### Stated problem a
Find each line in the records that contains the word "white" and copy those lines out. Case counts.

### Text
--- Start ---

Jasmina Immaeva

Sport
- Country: Uzbekistan
- Sport: Amateur wrestling
- Weight class: 50 kg
- Event: Freestyle

Medal record
Women's freestyle wrestling
Representing Uzbekistan
Asian Championships
| Silver medal – second place | 2021 Almaty | 50 kg |
| Silver medal – second place | 2023 Astana | 50 kg |
| Bronze medal – third place | 2022 Ulaanbaatar | 50 kg |
Islamic Solidarity Games
| Silver medal – second place | 2021 Konya | 50 kg |

= Jasmina Immaeva =

Uzbekistani freestyle wrestler

Jasmina Immaeva is an Uzbekistani freestyle wrestler. She won the silver medal in the 50 kg event at the 2021 Islamic Solidarity Games held in Konya, Turkey. She is also a three-time medalist at the Asian Wrestling Championships.

Immaeva won the silver medal in her event at the 2021 Asian Wrestling Championships held in Almaty, Kazakhstan. She won the bronze medal in her event at the 2022 Asian Wrestling Championships held in Ulaanbaatar, Mongolia. Immaeva competed in the 50 kg event at the 2022 World Wrestling Championships held in Belgrade, Serbia.

--- End ---

### Supplied material
--- Start ---

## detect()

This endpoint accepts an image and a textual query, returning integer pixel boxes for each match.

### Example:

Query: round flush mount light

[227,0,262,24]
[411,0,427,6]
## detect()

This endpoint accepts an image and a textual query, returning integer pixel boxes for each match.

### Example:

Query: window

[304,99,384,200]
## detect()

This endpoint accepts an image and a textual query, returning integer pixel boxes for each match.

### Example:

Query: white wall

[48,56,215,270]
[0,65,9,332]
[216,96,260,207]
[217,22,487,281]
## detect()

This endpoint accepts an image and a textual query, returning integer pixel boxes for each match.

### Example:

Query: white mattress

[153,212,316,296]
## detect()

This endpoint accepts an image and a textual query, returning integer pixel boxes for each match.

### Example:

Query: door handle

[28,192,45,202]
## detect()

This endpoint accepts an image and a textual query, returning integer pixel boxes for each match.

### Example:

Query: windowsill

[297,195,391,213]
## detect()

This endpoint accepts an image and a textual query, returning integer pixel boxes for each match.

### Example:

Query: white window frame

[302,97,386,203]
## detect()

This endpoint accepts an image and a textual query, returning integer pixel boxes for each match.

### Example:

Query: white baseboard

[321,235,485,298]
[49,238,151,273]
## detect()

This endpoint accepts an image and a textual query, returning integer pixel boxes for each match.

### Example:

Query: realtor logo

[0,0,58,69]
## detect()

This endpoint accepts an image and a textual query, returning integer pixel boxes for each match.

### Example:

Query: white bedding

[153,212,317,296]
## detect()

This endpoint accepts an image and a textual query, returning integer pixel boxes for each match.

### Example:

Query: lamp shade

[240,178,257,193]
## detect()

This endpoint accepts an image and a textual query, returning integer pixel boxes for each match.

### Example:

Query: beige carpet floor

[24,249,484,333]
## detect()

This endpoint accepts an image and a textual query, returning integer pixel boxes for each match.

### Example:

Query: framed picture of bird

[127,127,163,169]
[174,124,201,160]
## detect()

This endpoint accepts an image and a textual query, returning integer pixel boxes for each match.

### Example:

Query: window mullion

--- End ---
--- Start ---

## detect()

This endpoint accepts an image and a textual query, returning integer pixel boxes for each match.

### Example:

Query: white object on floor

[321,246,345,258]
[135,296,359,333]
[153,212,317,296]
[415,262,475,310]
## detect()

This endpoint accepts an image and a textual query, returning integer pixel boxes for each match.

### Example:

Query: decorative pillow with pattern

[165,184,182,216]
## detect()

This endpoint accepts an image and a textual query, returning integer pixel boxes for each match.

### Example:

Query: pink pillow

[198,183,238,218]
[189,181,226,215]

--- End ---

### Stated problem b
Please translate this sentence from the wrestler profile into Spanish: "She won the bronze medal in her event at the 2022 Asian Wrestling Championships held in Ulaanbaatar, Mongolia."

### Exercise response a
Query: white wall
Query: white mattress
Query: white window frame
Query: white baseboard
Query: white bedding
Query: white object on floor

### Exercise response b
Ganó la medalla de bronce en su prueba en el Campeonato Asiático de Lucha de 2022, celebrado en Ulán Bator, Mongolia.